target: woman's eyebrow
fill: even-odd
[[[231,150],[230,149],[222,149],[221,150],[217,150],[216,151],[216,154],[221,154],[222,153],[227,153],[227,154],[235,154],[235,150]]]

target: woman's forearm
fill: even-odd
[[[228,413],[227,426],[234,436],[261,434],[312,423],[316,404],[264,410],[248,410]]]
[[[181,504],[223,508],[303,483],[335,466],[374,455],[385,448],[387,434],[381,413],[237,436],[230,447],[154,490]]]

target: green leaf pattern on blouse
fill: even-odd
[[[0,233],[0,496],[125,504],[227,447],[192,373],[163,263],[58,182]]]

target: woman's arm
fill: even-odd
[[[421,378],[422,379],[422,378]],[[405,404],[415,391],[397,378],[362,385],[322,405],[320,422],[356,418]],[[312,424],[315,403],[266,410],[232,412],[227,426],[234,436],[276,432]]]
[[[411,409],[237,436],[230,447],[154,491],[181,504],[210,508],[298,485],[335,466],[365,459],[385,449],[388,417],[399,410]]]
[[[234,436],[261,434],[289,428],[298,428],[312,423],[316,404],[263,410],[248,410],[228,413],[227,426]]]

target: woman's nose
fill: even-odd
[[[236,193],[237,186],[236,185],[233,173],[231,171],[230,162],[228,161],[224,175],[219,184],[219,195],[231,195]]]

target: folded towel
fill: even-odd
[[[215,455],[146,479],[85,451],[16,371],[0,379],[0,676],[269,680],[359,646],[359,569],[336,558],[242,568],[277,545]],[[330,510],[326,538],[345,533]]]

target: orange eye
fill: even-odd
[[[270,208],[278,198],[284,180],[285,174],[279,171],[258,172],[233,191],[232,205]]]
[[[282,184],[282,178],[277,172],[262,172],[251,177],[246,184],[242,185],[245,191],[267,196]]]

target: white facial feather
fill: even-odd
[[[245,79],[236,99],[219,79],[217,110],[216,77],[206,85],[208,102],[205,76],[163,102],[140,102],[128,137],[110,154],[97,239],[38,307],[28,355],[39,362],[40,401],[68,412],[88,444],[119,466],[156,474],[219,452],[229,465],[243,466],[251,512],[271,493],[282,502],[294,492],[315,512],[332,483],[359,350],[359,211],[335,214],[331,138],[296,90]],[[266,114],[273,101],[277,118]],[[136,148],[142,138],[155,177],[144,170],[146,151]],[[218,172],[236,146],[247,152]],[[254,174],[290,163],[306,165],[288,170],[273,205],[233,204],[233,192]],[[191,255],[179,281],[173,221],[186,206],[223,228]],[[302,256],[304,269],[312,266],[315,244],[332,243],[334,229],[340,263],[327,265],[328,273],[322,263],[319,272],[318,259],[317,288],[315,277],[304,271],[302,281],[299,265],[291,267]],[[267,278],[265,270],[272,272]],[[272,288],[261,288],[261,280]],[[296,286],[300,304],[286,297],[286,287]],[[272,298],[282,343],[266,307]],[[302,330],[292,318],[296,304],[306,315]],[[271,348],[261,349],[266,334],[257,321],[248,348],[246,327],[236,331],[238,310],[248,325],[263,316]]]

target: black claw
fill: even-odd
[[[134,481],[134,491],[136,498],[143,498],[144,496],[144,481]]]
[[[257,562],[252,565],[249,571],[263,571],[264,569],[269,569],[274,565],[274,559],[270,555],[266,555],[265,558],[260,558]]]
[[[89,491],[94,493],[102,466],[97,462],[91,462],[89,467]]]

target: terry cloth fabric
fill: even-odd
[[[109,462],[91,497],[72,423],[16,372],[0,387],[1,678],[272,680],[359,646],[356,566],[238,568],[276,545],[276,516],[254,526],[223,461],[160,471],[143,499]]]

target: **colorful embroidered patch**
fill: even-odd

□ □ □ □ □ □ □

» **Instructions to follow**:
Please copy every line above with no changes to any character, spacing, or punctuation.

» **Task answer**:
target: woman's eyebrow
fill: even-odd
[[[231,150],[230,149],[222,149],[221,150],[217,150],[216,151],[216,154],[221,154],[222,153],[227,153],[227,154],[235,154],[235,150]]]

target: woman's forearm
fill: even-odd
[[[228,413],[227,426],[234,436],[261,434],[312,423],[316,404],[264,410],[248,410]]]
[[[181,504],[223,508],[303,483],[335,466],[374,455],[385,448],[387,434],[381,413],[237,436],[230,447],[154,490]]]

target: green leaf pattern on blouse
fill: even-odd
[[[0,233],[0,496],[125,504],[227,447],[192,373],[163,263],[58,182]]]

target: woman's arm
fill: even-odd
[[[421,378],[422,379],[422,378]],[[405,404],[415,391],[397,378],[362,385],[322,405],[320,422],[356,418]],[[312,424],[315,403],[266,410],[232,412],[227,426],[234,436],[276,432]]]
[[[411,409],[237,436],[230,447],[154,491],[181,504],[210,508],[298,485],[335,466],[365,459],[385,449],[388,417],[399,410]]]
[[[234,436],[261,434],[289,428],[298,428],[312,423],[316,404],[263,410],[248,410],[228,413],[227,426]]]

target: woman's nose
fill: even-odd
[[[236,193],[237,186],[236,185],[233,173],[231,171],[230,162],[228,161],[224,175],[219,184],[219,195],[231,195]]]

target: folded towel
fill: even-odd
[[[215,455],[146,479],[85,451],[16,371],[0,379],[0,676],[269,680],[359,646],[359,569],[336,558],[242,568],[277,545]],[[330,510],[326,538],[345,533]]]

target: orange eye
fill: even-odd
[[[270,208],[278,198],[284,180],[285,174],[279,171],[258,172],[233,191],[232,205]]]
[[[282,184],[282,178],[277,172],[262,172],[251,177],[246,184],[242,185],[245,191],[267,196]]]

target: white facial feather
fill: even-odd
[[[245,79],[236,99],[219,79],[217,110],[216,77],[206,85],[208,102],[205,76],[163,102],[140,102],[128,137],[110,154],[97,239],[38,307],[28,355],[39,362],[40,401],[68,412],[88,444],[119,466],[156,474],[219,452],[229,465],[243,466],[251,512],[271,493],[282,502],[294,492],[315,512],[332,483],[359,350],[359,211],[335,214],[331,138],[296,90]],[[266,114],[273,101],[277,118]],[[136,148],[142,138],[155,177],[144,170],[146,151]],[[218,172],[236,146],[247,152]],[[254,174],[290,163],[306,165],[288,170],[273,205],[233,204],[233,192]],[[191,255],[179,281],[173,221],[186,206],[223,228]],[[302,256],[304,269],[312,266],[315,244],[332,243],[334,229],[340,263],[327,265],[328,273],[322,263],[319,272],[318,259],[317,288],[315,277],[304,271],[302,281],[299,265],[291,267]],[[267,278],[265,270],[272,272]],[[272,288],[261,288],[261,280]],[[296,286],[300,304],[286,297],[286,287]],[[272,298],[282,343],[266,307]],[[302,330],[292,318],[296,304],[306,315]],[[271,348],[261,349],[266,334],[257,321],[248,348],[246,327],[236,331],[238,310],[248,325],[263,316]]]

target: black claw
fill: even-odd
[[[134,481],[134,491],[136,498],[143,498],[144,496],[144,481]]]
[[[257,562],[252,565],[249,571],[263,571],[264,569],[269,569],[274,565],[274,559],[270,555],[266,555],[265,558],[260,558]]]
[[[89,491],[94,493],[102,466],[97,462],[91,462],[89,467]]]

target: terry cloth fabric
fill: even-odd
[[[109,462],[91,497],[72,423],[16,372],[0,387],[1,678],[272,680],[359,646],[356,566],[238,568],[276,545],[276,516],[254,526],[223,461],[160,471],[143,499]]]

target: **colorful embroidered patch**
fill: even-odd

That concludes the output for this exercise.